## [LISTED RECORDS]
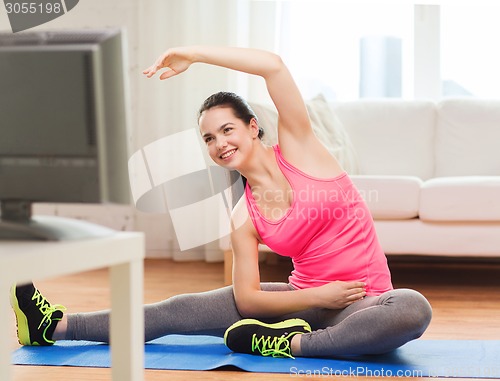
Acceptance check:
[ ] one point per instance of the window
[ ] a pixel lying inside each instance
(470, 38)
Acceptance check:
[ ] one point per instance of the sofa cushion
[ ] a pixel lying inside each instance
(390, 197)
(325, 124)
(463, 198)
(391, 137)
(467, 138)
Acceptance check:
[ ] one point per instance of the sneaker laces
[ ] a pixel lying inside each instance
(46, 308)
(272, 345)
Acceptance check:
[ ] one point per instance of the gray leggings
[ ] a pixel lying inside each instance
(376, 324)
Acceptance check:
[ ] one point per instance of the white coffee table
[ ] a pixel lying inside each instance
(122, 252)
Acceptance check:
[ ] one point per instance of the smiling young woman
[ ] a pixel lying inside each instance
(339, 299)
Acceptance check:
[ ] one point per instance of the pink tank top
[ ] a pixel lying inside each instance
(328, 232)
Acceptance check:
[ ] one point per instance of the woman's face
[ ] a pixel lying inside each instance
(228, 139)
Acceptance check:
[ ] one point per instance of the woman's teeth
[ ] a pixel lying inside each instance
(227, 154)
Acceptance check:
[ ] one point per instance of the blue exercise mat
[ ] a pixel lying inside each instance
(419, 358)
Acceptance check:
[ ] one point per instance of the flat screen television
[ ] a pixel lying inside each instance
(63, 128)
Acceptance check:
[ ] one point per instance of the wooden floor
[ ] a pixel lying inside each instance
(465, 297)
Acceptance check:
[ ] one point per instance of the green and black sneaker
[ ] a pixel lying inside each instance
(257, 338)
(36, 317)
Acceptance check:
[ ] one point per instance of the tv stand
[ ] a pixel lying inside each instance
(17, 223)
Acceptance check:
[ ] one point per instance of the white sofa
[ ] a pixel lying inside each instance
(429, 171)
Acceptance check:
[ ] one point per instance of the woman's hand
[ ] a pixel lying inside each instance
(338, 294)
(176, 60)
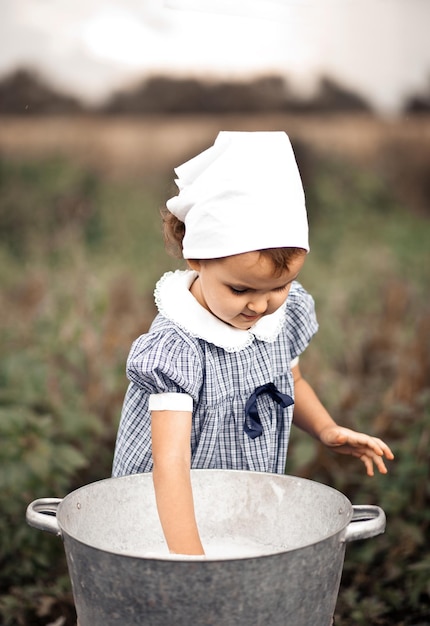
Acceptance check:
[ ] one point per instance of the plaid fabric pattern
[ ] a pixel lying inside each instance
(168, 359)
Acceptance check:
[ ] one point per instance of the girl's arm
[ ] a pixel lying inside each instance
(171, 453)
(312, 417)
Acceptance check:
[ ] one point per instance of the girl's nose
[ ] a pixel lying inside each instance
(258, 304)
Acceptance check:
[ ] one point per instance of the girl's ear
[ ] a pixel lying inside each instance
(193, 264)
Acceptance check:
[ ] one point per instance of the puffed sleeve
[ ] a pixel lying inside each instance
(301, 319)
(166, 362)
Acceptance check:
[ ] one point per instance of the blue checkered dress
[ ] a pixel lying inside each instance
(174, 357)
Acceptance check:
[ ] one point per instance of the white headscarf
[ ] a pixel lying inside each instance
(242, 194)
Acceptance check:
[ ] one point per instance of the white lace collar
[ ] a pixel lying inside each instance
(175, 302)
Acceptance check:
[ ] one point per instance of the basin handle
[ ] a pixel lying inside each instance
(42, 514)
(367, 521)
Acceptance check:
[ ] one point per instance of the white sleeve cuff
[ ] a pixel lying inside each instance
(170, 402)
(294, 362)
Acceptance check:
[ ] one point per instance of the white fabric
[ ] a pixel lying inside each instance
(242, 194)
(175, 301)
(170, 402)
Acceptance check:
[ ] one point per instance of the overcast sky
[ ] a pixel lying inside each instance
(380, 48)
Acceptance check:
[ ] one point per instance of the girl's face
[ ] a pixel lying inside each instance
(241, 289)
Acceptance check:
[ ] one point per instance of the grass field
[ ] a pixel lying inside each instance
(80, 250)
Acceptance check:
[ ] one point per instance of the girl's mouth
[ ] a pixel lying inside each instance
(250, 318)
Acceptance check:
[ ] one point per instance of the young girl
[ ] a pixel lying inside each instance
(216, 382)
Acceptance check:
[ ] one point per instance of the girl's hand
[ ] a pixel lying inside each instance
(370, 450)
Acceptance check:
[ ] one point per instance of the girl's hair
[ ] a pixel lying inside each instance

## [YOUR GOAL]
Repeat each record as given. No picture belongs in the copy.

## [EXERCISE OUTPUT]
Acceptance check:
[ ] one point per instance of the window
[ ] a pixel lying inside each instance
(470, 38)
Acceptance check:
[ ] one point per instance of the sofa cushion
[ ] a pixel lying inside each instance
(390, 197)
(325, 124)
(463, 198)
(391, 137)
(467, 138)
Acceptance check:
[ ] one point per instance of the sneaker laces
[ ] a pixel lying inside each instance
(46, 308)
(272, 345)
Acceptance check:
[ ] one point per instance of the gray leggings
[ ] a pixel lying inside each instance
(376, 324)
Acceptance check:
[ ] one point per instance of the white coffee table
[ ] a pixel lying inside each instance
(122, 252)
Acceptance check:
[ ] one point per instance of the smiling young woman
[ ] a pixel lying inside each instance
(339, 299)
Acceptance check:
[ ] one point per instance of the pink tank top
[ ] a pixel lying inside each instance
(328, 232)
Acceptance check:
[ ] one point per instance of the woman's face
[ ] a pixel lying inside each instance
(228, 139)
Acceptance check:
[ ] one point per instance of the woman's teeth
[ ] a pixel lying inside each instance
(227, 154)
Acceptance check:
[ ] one point per instance of the blue exercise mat
[ ] a pixel lying inside each instance
(419, 358)
Acceptance check:
[ ] one point per instance of the flat screen television
[ ] a pixel lying inside each instance
(63, 128)
Acceptance check:
[ ] one point per instance of the wooden floor
[ ] a pixel lying inside each instance
(465, 297)
Acceptance check:
[ ] one point per instance of the green and black sneaker
[ ] a pixel lying inside each instance
(257, 338)
(36, 317)
Acceptance check:
[ ] one point per instance of the tv stand
[ ] a pixel lying inside each instance
(17, 223)
Acceptance check:
[ ] one point per instance of the white sofa
[ ] a pixel lying inside each instance
(429, 171)
Acceptance check:
[ ] one point per instance of the woman's hand
[ ] a pixel lying inside each instance
(338, 294)
(176, 60)
Acceptance check:
[ ] one point per instance of the plaid fabric pattern
[ ] a pixel lying inside each instance
(168, 359)
Acceptance check:
[ ] one point per instance of the girl's arm
[ ] a pixel lying inside each instance
(171, 453)
(312, 417)
Acceptance check:
[ ] one point per instance of the girl's nose
[ ] a pixel lying inside each instance
(258, 304)
Acceptance check:
[ ] one point per instance of the girl's ear
[ ] a pixel lying inside each instance
(193, 264)
Acceptance check:
[ ] one point per instance of the puffed sleeve
[ ] a pixel lying inside each instance
(301, 319)
(166, 362)
Acceptance check:
[ ] one point per instance of the blue checkered dress
[ ] a pixel lying inside each instance
(174, 357)
Acceptance check:
[ ] one point per instance of the white headscarf
[ ] a pixel lying inside each instance
(242, 194)
Acceptance check:
[ ] one point per instance of the white lace collar
[ ] a pixel lying inside each instance
(175, 302)
Acceptance check:
[ ] one point per instance of the basin handle
[ ] a pixel lying inside each instance
(42, 514)
(367, 521)
Acceptance check:
[ ] one point per instance of the white sleeve cuff
[ ] a pixel lying inside each instance
(170, 402)
(294, 362)
Acceptance check:
[ ] one point per instance of the white fabric
[ ] a pixel lying inside each instance
(242, 194)
(175, 301)
(170, 402)
Acceptance check:
[ ] one point per instance of the overcast sky
[ ] a pixel lying inside each instance
(380, 48)
Acceptance check:
[ ] one point per instance of the girl's face
[ ] a pixel lying inside each instance
(241, 289)
Acceptance check:
[ ] one point per instance of the grass field
[ ] a pixel lying inside each instance
(80, 250)
Acceptance check:
[ ] one point per instance of the girl's mouth
[ ] a pixel lying inside each instance
(250, 318)
Acceptance check:
[ ] one point per instance of the young girl
[ ] a pixel lying inside each instance
(216, 382)
Acceptance check:
[ ] one point per instance of the girl's hand
[ ] a pixel lying inside each instance
(370, 450)
Acceptance check:
[ ] one point per instance of the girl's hair
[ ] a pixel lying inside each instance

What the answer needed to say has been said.